# [What is expected]
Retype every entry below without any change.

Record excerpts: Begin

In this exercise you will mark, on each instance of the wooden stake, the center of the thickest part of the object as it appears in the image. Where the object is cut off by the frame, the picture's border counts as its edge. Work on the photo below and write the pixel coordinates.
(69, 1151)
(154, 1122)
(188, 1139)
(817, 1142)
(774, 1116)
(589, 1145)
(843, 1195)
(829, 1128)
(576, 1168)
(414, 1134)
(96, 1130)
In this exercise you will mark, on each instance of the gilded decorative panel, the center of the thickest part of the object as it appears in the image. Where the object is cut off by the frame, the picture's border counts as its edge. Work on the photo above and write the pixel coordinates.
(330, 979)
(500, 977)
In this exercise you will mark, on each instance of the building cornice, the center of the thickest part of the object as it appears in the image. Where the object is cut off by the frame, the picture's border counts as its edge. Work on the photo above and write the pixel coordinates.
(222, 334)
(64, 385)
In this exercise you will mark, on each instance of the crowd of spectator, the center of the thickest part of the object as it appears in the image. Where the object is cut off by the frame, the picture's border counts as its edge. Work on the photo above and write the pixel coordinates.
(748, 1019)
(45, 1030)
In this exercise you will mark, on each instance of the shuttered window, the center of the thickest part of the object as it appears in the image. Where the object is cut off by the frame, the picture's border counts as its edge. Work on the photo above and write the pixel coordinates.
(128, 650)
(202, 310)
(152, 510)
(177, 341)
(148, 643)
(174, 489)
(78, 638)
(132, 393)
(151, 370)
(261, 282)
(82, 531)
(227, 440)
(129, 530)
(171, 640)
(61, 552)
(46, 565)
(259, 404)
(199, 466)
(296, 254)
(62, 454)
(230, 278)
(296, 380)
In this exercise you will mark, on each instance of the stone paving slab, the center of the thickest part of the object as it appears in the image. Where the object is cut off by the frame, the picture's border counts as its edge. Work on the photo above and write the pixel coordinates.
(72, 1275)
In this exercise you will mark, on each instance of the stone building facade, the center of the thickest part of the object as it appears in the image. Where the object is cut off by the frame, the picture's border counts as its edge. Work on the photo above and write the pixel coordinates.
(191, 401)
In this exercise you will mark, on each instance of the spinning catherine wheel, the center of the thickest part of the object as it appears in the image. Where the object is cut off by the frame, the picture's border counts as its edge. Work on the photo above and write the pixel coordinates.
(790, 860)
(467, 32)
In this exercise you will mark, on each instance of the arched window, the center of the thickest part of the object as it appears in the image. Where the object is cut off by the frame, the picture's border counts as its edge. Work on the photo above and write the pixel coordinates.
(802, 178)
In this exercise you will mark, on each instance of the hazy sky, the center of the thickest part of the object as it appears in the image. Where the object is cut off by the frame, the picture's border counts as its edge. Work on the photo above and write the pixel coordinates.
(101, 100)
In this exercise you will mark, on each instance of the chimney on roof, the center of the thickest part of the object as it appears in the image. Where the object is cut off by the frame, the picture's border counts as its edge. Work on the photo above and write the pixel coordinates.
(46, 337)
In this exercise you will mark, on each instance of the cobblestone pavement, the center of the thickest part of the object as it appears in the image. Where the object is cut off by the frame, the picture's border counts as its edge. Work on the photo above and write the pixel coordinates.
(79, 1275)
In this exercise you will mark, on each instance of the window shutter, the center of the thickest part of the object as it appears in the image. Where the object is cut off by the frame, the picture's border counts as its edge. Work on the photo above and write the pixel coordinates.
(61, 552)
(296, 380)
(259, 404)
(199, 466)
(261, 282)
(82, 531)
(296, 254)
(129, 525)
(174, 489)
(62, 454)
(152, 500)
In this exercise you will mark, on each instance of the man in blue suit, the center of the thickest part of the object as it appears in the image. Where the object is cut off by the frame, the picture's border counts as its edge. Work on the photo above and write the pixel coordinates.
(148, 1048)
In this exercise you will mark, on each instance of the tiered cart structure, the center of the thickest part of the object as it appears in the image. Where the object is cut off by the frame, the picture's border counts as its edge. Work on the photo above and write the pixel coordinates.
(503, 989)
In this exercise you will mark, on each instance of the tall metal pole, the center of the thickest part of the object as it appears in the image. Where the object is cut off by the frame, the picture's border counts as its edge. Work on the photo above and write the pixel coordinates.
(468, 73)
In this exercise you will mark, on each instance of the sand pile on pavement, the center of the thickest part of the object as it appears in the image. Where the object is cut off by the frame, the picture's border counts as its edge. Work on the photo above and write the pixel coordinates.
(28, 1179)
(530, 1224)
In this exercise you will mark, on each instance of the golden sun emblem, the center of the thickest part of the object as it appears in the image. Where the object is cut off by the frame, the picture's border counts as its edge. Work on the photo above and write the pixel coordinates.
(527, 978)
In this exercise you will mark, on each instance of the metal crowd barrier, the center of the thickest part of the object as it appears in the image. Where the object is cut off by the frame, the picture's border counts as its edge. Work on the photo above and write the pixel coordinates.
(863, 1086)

Record excerpts: End

# [Solution for this task]
In this exercise you will mark, on each instance of the wooden stake, the center of the thickest part of the object as it appears in the image. Where the object is cut off by the frame, the picture's border counts as its edge. Work on the photo below and write the pixel coordinates.
(69, 1151)
(154, 1122)
(188, 1139)
(817, 1142)
(774, 1116)
(589, 1145)
(843, 1195)
(829, 1128)
(576, 1168)
(414, 1134)
(96, 1130)
In this exercise you will mark, on each instance of the gilded decorative panel, the center of the thickest part of the object as it appears in the image. Where the object is cut off by the frame, the picture's border counts as its edge. Work on the photo above and write the pixel coordinates.
(330, 979)
(500, 977)
In this exercise you will mark, on each instance of the building cornice, the center of the thickest part of the object as it appears in the image. Where the object is cut off by the frame, the picture's border counts as its edge. Work on the photo above and write the pixel coordinates.
(222, 334)
(64, 385)
In this exercise you will mark, on each instance of the crowd of spectator, the center of the thickest part of the object as it appears in the image. Where the object is cut off by the frame, the picture's border counts as its edge. Work on the photo above and write the pixel coordinates.
(748, 1019)
(45, 1030)
In this exercise you will mark, on each instance of the shuttered window, the center of the thickest part of the object as it appears in the image. Where the object is cut off by the frame, the picture's border counts as its edge. Work on the photo above and write the pixel coordinates.
(128, 650)
(202, 310)
(152, 510)
(177, 341)
(148, 643)
(174, 489)
(78, 638)
(132, 393)
(151, 370)
(261, 282)
(82, 531)
(227, 440)
(129, 530)
(171, 640)
(61, 552)
(46, 565)
(259, 404)
(199, 466)
(296, 254)
(62, 454)
(230, 278)
(296, 380)
In this exercise you will mark, on each instance of the stone paving slab, the center of the thickest part of the object as it appears in the image. Where the object is cut off by the frame, the picture's border counts as its edge. Work on the photo above and write the pixel coordinates.
(72, 1275)
In this exercise you will mark, on each instance of the stone building facade, the center of the thickest part of the object as it appears in the image. Where the object is cut off by the frame, the picture's border counts as its edge. Work on the photo above and write the pixel coordinates.
(191, 401)
In this exercise you will mark, on each instance of the spinning catherine wheel, the center of the thickest part of the object as it appears in the image. Where the object is cut off by the frame, the picture's border counts as its edge. Work on the photo above and write the pixel coordinates.
(790, 860)
(467, 32)
In this exercise you will mark, on each instance of the arched window, the center of the thickest part of the object as it appears in the image. Where the object is cut off by the frame, the picture's border counts as its edge. Work on the photo above and write the pixel coordinates.
(802, 178)
In this exercise you will mark, on each instance of the hazy sky, the center of the thickest part of the object as it appears in the image. Where the object is cut off by the frame, the picture's border counts as its edge. Work on the photo above and write the pixel coordinates.
(101, 100)
In this exercise you will mark, on each instance of the chimney on roof, the center of the thickest part of the object as it appears in the image. Where the object is cut off by the frame, the picture's border counts as its edge. Work on the photo above and write the pixel coordinates.
(46, 337)
In this exercise you will mark, on each instance of the cobblestone pavement, the center of the thickest part of the object as it appears in the image. Where the object is cut off by the frame, the picture's border counts as its edge. Work on the photo above and write the pixel coordinates.
(79, 1275)
In this exercise you will mark, on each instance of the window shutter, the center of the thickest part of the object as it appears in the image. Where the object is cut off by the frame, the picture's border counts as its edge. Work on the photo above and write the pixel coordinates.
(61, 552)
(296, 380)
(259, 404)
(199, 466)
(261, 282)
(82, 531)
(296, 254)
(129, 525)
(174, 489)
(62, 454)
(152, 500)
In this exercise you will mark, on each instance of the man in blue suit, the center of the thickest part of the object as it appears in the image. Where the object is cut off by the frame, the picture's border counts as its edge. Work on the photo above and write the pixel coordinates.
(148, 1048)
In this exercise you will mark, on each instance of the tiered cart structure, the center of the thickest part of the object as it appears in the image. Where the object is cut off by the frame, the picture's border counts as its edge. Work on the photo above and write the pixel coordinates.
(503, 989)
In this exercise you will mark, on each instance of the tall metal pole, the center of the thickest part of the object as it appears in the image. Where the object is cut off by the frame, the picture's border counts as its edge. Work on the photo above and write the pixel coordinates.
(468, 73)
In this exercise you will mark, on each instance of the sand pile on pavement, the center of the thickest part of the object as it appears in the image. Where the object is cut off by the frame, the picture's border counts as its edge. Work on the photo above and write the pixel coordinates.
(28, 1179)
(530, 1224)
In this exercise you will mark, on each instance of the golden sun emblem, the center of the thickest part of the object as it appears in the image. Where the object is cut off by the frame, the picture's border counts as its edge. Work on the photo above and write the pixel coordinates.
(527, 978)
In this exercise you will mark, on each instance of the metal crowd barrier, the center of the thickest part of the object as it appears in the image. Where the object is cut off by the frame, the picture's border counts as its edge. Work on the photo above and write the pixel coordinates.
(863, 1086)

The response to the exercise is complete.